▶ **Selected extract**
>> START

Take a look at Ashley’s visual art and Lyrik’s poetry.

CAC: If you were to summarize your latest work/project in less than ten words, what would they be?

EN: Touring our series that collaborates with Chefs.

AC: A rebellion against cliched sweet animated stories.

LC: It is, in summary, a funeral dirge.

CAC: If you could have dinner with any artistic figure from any time period, what would you eat and with whom?

EN: Maurice Ravel, and hopefully at his favorite cafe in Paris!

AC: Probably Marcel Duchamp. He seems like a fun guy.

LC: Mussels with Belgian choreographer Damien Jalet would be very cool.

CAC: What are you most looking forward to as an Arts Collective mentor?

EN: Hearing about the ideas and goals of the participants and hoping to provide any guidance that I can to improve efficiency, success, and authenticity.

AC: I can't wait to see other artist's work and push them to explore with positive reinforcement. It's nice to validate people. :)

LC: Being able to support other artists. I think a program like this would’ve been (and still would be, if I’m being honest – very helpful. I’m honored to take part. I think giving feedback will be an energizing process for me.

Learn more about the Arts Collective here.

Apply to the Arts Collective here.


About the Mentors

Elizabeth Newkirk | Illinois, USA

Entrepreneur, activist, and musician, Elizabeth Newkirk encompasses thoughtfulness and artistry in all of her work, performances, and collaborations. She is the co-founding member and pianist of Bow & Hammer, her primary ensemble. With Bow & Hammer, she explores her passion for duo repertoire of the early 20th century, while balancing it with new and standard works. Extremely inspired by the slow-food movement, she is dedicated to creating concerts that can mirror the thoughtfulness and thoroughness of the food movement, furthermore creating a relevancy for new audiences, meaningful experiences, and a camaraderie among other disciplines. “IndustryNight” and “Élevé ,” are just two examples of presentations by Bow & Hammer that feature a wide range of disciplines, artists, and small businesses in Chicago.

>> END

▶ **Source data**

>> START

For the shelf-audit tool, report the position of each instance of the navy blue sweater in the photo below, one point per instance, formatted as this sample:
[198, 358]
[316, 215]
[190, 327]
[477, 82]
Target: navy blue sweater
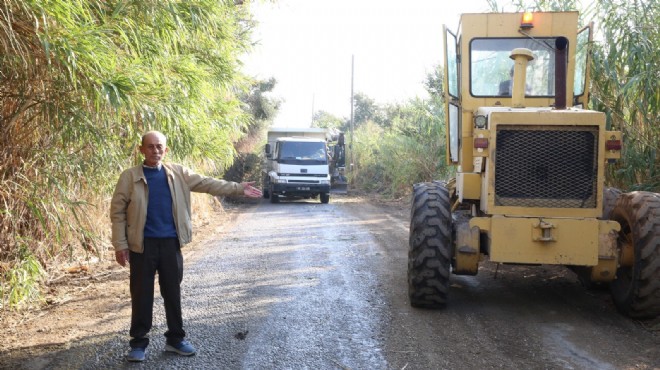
[160, 219]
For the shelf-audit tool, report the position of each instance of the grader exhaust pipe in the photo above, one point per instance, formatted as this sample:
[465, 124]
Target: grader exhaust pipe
[520, 56]
[561, 59]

>> END

▶ **Objectives**
1) In the mentor interview, write out the passage starting with "AC: Probably Marcel" and going on through "Arts Collective mentor?", replacing "Mussels" with "Oysters".
2) According to the mentor interview, what is the name of Elizabeth Newkirk's primary ensemble?

▶ **Answers to each task**
1)
AC: Probably Marcel Duchamp. He seems like a fun guy.

LC: Oysters with Belgian choreographer Damien Jalet would be very cool.

CAC: What are you most looking forward to as an Arts Collective mentor?

2) Bow & Hammer